-- Begin WORKING DATA --

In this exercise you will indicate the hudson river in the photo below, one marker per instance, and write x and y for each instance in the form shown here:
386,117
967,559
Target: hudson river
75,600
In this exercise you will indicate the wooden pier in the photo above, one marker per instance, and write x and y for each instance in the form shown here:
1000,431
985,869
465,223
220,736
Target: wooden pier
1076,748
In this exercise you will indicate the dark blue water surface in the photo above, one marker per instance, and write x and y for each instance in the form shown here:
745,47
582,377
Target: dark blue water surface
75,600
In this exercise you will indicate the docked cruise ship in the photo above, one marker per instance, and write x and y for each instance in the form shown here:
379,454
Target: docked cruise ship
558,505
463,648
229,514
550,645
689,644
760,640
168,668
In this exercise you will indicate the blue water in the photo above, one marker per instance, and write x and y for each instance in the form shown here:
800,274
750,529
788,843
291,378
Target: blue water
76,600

-- End WORKING DATA --

*WHAT TO WORK ON*: Return every line of the records above unchanged, character for character.

*EXERCISE SOLUTION*:
In this exercise you will indicate the hudson river in the photo below, one marker per instance, and write x and y for each instance in the form shown here:
386,117
967,559
Target: hudson river
75,600
In this exercise you will indicate the wooden pier in the photo above, one marker per instance, and write x and y for each instance in the form shown here:
1000,431
985,869
465,223
220,736
Target: wooden pier
1076,748
In this exercise you will indicate the dark blue water surface in the photo above, one marker per instance, and write x and y for each instance in the form shown here:
745,47
582,377
Target: dark blue water surface
75,600
In this exercise you will indicate the docked cruise ship in the photo above, one marker per instance, and write x and y for each instance in the form shown here:
379,454
Target: docked cruise ship
558,505
463,648
229,514
550,645
689,644
760,640
168,668
In this exercise you will indicate the blue water in the photo above, one marker per instance, and write x and y for each instance in the form shown here:
800,274
750,529
788,843
291,378
Target: blue water
76,600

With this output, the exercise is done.